Requirements: Switch "a great deal" to "enormously" in every one of the items below, and write all of them out again with nothing else altered.

Entries provided:
'''

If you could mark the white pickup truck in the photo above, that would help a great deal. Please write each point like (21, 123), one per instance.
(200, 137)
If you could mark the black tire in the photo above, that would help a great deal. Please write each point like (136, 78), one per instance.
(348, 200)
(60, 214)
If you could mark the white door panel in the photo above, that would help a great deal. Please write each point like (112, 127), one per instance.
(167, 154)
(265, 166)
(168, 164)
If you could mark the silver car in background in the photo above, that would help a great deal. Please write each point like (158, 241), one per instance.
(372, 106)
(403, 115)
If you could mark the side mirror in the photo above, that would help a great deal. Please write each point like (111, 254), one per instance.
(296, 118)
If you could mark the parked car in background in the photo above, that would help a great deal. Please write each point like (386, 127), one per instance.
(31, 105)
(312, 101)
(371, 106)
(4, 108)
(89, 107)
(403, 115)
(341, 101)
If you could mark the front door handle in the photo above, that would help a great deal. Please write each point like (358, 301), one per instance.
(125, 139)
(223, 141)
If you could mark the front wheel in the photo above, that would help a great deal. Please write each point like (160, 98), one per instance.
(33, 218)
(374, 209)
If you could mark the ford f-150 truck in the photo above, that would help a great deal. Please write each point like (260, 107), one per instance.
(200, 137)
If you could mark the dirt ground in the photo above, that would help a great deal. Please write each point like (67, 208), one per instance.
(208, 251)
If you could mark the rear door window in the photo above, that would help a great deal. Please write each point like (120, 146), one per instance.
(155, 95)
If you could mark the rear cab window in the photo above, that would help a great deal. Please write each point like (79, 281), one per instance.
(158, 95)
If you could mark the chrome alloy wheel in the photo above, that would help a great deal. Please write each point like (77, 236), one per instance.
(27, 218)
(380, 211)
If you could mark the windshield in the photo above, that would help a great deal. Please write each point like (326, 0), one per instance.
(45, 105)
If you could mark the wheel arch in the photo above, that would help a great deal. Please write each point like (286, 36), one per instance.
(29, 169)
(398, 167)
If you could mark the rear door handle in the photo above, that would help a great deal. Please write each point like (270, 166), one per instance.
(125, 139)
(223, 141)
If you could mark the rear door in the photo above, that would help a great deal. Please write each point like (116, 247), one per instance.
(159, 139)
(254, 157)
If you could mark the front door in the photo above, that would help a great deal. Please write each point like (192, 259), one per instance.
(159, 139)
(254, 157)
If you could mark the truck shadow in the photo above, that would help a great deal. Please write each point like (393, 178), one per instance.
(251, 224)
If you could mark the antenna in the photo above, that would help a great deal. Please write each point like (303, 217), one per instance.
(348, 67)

'''

Completed task:
If you could mark the white pickup truck in the photo above, that would help enormously. Please write each point like (21, 123), one per instance.
(200, 137)
If you could mark the black tire in the photo above, that would help enormously. Please write each point like (136, 78), one per instance.
(348, 200)
(60, 214)
If you could mark the white door panel in the photo above, that would help enormously. Please write each point like (112, 127), one per instance.
(167, 154)
(265, 166)
(168, 164)
If you could mark the silver car in background in the photo above, that would help enormously. Please write each point like (158, 241), one per instance.
(372, 106)
(403, 115)
If you could mark the side mirror in the photo above, that would help enormously. Please write each point like (111, 254), one per instance.
(296, 118)
If you could mark the parked car in background in the photo above, that would help enormously. Please write each point like (386, 127), one per instance.
(31, 105)
(312, 101)
(371, 106)
(4, 108)
(89, 107)
(403, 115)
(341, 101)
If you could mark the front door handle in the photo above, that would help enormously. Please write each point like (358, 301), one per instance.
(125, 139)
(223, 141)
If you could mark the front wheel in the photo above, that would help enormously. Please write each point like (160, 98), one per instance.
(33, 218)
(374, 209)
If you could mark the ford f-150 truck in the photo above, that would help enormously. Please write each point like (260, 107), one per instance.
(200, 137)
If you could mark the dirt ground in the photo above, that would help enormously. Please write each point like (67, 208), one per instance.
(208, 251)
If you could mark the rear door window in the photo above, that would help enormously. Please write each point like (120, 146), one per instance.
(155, 95)
If you could mark the rear cab window in the photo above, that would help enormously. Please write each point like (79, 281), one per instance.
(158, 95)
If you could mark the chrome alloy wheel in the photo above, that would help enormously. Please write each point like (77, 236), one per instance.
(27, 218)
(380, 211)
If you could mark the windshield in the photo above, that would help enormously. Please write each point like (326, 0), one per instance.
(45, 105)
If you could mark the wheel arch in the photo above, that would help enormously. Please write each point like (286, 36), one per instance.
(29, 169)
(398, 167)
If you could mark the rear door handle in the photo above, that would help enormously. Please write each point like (270, 166), one per instance.
(125, 139)
(223, 141)
If you could mark the rear door in the photo above, that would help enormously. Please write each point like (116, 247), one per instance.
(159, 139)
(254, 157)
If you could mark the front door in the photo above, that would help enormously. Please write each point like (192, 259), one per instance.
(159, 139)
(254, 157)
If you could mark the truck shadow in the photo above, that would help enormously. Please write each point like (393, 178), one per instance.
(251, 224)
If you could mark the antenna in the photo above, that would help enormously. Please write each point like (303, 217), one per instance.
(348, 67)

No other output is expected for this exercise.